=== TEKS BACAAN ===
-- -- --
Minimnya antusias masyarakat mendidik anak – anak mereka menjadi penghafal Al Qur’an, setidaknya bisa dimaklumi, mengingat kesadaran yang ada pada masyarakat tentang urgensinya menjadi penghafal Al Qur’an belum menyentuh seluruh sisi kehidupan masyarakat. Maka wajar, kalau kita mendapati penghargaan serta rasa simpati umat terhadap para penghafal Al Qur’an, sangat jarang ditemukan pada masyarakat kita. Terlebih lagi rasa bangga seandainya anak – anak kita menjadi penghafal Al Qur’an. Seakan – akan kebanggaan itupun sirna jika dibandingkan dengan berbagai harapan lainnya, misalnya jadi pejabat, dokter, dosen, sarjana dan lainnya, daripada hanya sekedar menjadi pengahafal Al Qur’an. Masyarakat kita barangkali berpikir, apa sih yang bisa diharapkan dari seorang penghafal Al Qur’an ? Apa ada perusahaan yang mau menerima karyawan, dengan syarat hafal Al Qur’an ?
-- -- --
=== INFORMASI YANG DITAMPILKAN ===
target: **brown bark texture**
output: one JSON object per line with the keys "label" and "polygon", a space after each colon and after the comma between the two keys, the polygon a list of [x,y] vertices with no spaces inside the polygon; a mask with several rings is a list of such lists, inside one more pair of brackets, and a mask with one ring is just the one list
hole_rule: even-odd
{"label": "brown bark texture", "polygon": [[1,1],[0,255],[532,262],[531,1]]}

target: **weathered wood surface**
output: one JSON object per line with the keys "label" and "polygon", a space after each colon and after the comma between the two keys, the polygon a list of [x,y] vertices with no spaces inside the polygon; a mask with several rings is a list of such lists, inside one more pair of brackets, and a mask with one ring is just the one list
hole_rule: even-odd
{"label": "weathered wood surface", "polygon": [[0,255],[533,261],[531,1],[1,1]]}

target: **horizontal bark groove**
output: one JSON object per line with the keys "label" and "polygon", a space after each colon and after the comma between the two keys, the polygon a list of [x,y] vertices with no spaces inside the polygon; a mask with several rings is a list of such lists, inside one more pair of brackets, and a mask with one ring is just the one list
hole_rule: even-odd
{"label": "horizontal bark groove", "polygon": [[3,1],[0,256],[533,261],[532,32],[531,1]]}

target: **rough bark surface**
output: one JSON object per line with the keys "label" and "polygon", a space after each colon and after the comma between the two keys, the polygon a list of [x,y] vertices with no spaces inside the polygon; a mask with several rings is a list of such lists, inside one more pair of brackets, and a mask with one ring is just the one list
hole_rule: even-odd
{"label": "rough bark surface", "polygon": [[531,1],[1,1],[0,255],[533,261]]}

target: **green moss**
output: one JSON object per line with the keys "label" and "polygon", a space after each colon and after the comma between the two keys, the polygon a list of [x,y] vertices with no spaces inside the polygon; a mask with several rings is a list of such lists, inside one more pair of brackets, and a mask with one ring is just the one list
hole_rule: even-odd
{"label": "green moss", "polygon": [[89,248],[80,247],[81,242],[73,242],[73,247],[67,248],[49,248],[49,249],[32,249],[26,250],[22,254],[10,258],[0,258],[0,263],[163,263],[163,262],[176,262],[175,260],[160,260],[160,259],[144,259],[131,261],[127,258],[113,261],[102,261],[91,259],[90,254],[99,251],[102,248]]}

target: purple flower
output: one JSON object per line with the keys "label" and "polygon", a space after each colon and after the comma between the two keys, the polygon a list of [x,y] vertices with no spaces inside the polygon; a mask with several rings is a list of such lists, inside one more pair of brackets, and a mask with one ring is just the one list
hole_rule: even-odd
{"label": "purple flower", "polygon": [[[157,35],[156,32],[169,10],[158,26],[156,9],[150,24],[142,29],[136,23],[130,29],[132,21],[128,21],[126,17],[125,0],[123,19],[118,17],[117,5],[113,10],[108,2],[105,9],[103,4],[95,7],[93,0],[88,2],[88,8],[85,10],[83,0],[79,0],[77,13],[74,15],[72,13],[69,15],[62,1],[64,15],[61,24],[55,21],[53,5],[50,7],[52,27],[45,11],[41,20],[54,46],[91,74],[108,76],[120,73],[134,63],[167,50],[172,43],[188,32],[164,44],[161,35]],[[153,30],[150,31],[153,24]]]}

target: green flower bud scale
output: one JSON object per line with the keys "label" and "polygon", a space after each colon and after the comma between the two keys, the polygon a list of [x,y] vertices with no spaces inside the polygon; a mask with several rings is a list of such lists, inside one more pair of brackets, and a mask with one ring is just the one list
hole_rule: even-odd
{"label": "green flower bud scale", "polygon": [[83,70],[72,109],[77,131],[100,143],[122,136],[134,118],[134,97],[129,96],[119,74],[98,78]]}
-- -- --
=== LATIHAN SOAL ===
• A. Ringkaslah teks tentang penghafal Al Qur’an di atas dalam dua kalimat.
• B. Lanjutkan teks tentang minimnya minat masyarakat mendidik anak menjadi penghafal Al Qur’an, mulai dari kalimat terakhirnya.

=== KUNCI JAWABAN ===
• A. Masyarakat kurang antusias mendidik anak menjadi penghafal Al Qur’an karena kesadaran akan urgensinya belum menyentuh seluruh sisi kehidupan. Akibatnya, penghargaan, simpati, dan rasa bangga terhadap para penghafal jarang ditemukan, bahkan cita-cita ini dianggap kalah dibandingkan menjadi pejabat, dokter, dosen, atau sarjana.

• B.
Ya….. saya katakan hanya sekedar menjadi penghafal Al Qur’an ?!, barangkali inilah ungkapaan yang sebenarnya dari pandangan masyarakat kita terhadap hadirnya penghafal Al Qur’an, namun hal ini tidak kita disadari sama sekali. Dari cara pandang ini, tentunya berpotensi untuk menimbulkan implikasi lainnya, salah satu yakni menimbulkan perasaan kurang peduli, kurang antusias, kurang termotivasi dan lain – lain. Atau mungkin masyarakat menilai, bahwa kemampuan yang dimiliki seorang penghafal Al Qur’an hanya sekedar menghafal Al Qur’an semata ? Kalau mungkin seperti ini faktanya, kita akan banyak menjumpai ditengah masyarakat ungkapan yang mengatakan “Wah ….. bisanya hanya menghafal Al Qur’an saja ?! Sementara kemampuan yang lain ….nol besar ? “Sungguh ironis kalau ungkapan ini kenyataannya ada ditengah masyarakat kita saat ini. Padahal mampunya seseorang menghafal Al Qur’an adalah kemampuan yang patut dibanggakan, sementara kemampuan lainnya, Insya’ Allah mudah kita dapatkan. Tapi dengan catatan, bahwa selesainya kita menghafal Al Qur’an bukanlah akhir untuk mengembangkan potensi dan kemampuan kita yang lain, wallahu a’lam.
Dari persoalan di atas, yang jelas bahwa masyarakat saat ini memiliki cara pandang yang kurang jernih dengan hadirnya para penghafal Al Qur’an. Kurang jernihnya masyarakat dalam memandang hadirnya sosok penghafal Al Qur’an, banyak faktor yang mendasarinya, antara lain ………………...bersambung
(Sumber : “Buku menjadi penghafal Al Qur’an pada masyarakat modern”, karya Ustadzah Romlah Naila Hafazhah Fillah)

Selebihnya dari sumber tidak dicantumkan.